§ **The exercise**: Rewrite the lines running from the one that contains "target: safety glasses" through the end of the items, substituting "nonzero" for "even-odd" and leaving everything else unchanged.

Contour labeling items
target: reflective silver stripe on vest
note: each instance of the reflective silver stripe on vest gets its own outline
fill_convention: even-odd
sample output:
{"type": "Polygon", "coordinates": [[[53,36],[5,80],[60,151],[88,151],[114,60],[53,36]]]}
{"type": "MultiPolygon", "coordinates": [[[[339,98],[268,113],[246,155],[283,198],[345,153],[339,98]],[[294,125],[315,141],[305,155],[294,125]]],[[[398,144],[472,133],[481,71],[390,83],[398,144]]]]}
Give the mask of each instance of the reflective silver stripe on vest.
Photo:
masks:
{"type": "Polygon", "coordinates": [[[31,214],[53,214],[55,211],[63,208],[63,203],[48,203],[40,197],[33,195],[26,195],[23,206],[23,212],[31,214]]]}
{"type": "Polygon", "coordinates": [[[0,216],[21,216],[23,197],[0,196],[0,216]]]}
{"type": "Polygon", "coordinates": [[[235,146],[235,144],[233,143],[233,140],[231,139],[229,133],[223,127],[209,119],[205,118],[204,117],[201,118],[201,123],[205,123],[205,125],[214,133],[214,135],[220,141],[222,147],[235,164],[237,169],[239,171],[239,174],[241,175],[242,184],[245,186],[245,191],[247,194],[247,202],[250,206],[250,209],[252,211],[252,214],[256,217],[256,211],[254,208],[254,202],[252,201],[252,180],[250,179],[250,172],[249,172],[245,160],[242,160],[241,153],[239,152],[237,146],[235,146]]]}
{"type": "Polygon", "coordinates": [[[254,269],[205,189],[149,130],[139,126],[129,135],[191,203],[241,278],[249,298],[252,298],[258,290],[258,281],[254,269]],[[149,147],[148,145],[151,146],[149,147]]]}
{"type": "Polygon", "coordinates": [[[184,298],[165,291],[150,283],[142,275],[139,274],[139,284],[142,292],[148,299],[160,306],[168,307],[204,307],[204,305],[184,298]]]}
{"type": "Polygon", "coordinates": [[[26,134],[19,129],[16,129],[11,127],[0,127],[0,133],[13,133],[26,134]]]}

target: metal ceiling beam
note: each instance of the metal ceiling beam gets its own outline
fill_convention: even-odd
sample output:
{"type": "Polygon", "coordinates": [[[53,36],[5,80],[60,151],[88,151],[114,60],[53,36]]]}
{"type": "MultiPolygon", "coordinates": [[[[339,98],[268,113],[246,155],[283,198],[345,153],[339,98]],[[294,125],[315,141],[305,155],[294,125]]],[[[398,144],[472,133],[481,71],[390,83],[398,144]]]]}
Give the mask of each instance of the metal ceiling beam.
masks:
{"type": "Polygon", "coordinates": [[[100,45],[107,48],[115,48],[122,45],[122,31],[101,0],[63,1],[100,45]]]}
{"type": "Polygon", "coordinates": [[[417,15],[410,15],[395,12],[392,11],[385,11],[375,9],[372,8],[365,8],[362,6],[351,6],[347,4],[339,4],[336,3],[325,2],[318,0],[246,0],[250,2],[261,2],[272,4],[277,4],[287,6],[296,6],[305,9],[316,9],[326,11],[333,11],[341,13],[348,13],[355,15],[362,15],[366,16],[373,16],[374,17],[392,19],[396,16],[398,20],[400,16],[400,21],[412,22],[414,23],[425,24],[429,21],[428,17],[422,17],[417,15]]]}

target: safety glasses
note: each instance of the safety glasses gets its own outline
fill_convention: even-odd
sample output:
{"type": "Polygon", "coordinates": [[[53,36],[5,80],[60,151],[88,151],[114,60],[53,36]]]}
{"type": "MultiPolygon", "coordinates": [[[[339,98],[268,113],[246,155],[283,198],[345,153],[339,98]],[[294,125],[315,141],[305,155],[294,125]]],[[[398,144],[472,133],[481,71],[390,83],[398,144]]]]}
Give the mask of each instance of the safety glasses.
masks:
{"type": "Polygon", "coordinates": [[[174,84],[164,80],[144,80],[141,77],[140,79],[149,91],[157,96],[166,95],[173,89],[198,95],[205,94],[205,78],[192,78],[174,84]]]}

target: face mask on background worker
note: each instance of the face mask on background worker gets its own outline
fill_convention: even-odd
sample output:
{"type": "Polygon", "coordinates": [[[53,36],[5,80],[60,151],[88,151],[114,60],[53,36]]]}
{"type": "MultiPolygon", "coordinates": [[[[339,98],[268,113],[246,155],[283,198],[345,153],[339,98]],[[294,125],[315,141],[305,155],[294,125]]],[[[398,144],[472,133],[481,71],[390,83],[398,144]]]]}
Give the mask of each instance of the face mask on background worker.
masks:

§ **The reply**:
target: safety glasses
note: each instance of the safety glasses gets its own outline
fill_convention: nonzero
sample output:
{"type": "Polygon", "coordinates": [[[53,36],[5,80],[60,151],[88,151],[114,60],[53,36]]]}
{"type": "MultiPolygon", "coordinates": [[[[339,98],[268,113],[246,155],[283,198],[345,153],[339,98]],[[294,125],[315,141],[305,155],[294,125]]],[[[398,144],[472,133],[481,71],[390,83],[398,144]]]]}
Give the mask of each instance of the safety glasses.
masks:
{"type": "Polygon", "coordinates": [[[174,84],[164,80],[144,80],[141,77],[140,79],[149,91],[157,96],[166,95],[173,89],[198,95],[205,94],[205,78],[192,78],[174,84]]]}

target: face mask on background worker
note: each instance of the face mask on background worker gets its own outline
fill_convention: nonzero
sample output:
{"type": "Polygon", "coordinates": [[[53,36],[5,80],[60,151],[88,151],[114,60],[53,36]]]}
{"type": "MultiPolygon", "coordinates": [[[[339,98],[268,113],[246,155],[283,198],[345,153],[339,98]],[[294,125],[315,141],[305,155],[294,125]]],[[[398,144],[472,133],[481,71],[390,83],[398,144]]]]}
Give the mask of each instance of the face mask on background worker.
masks:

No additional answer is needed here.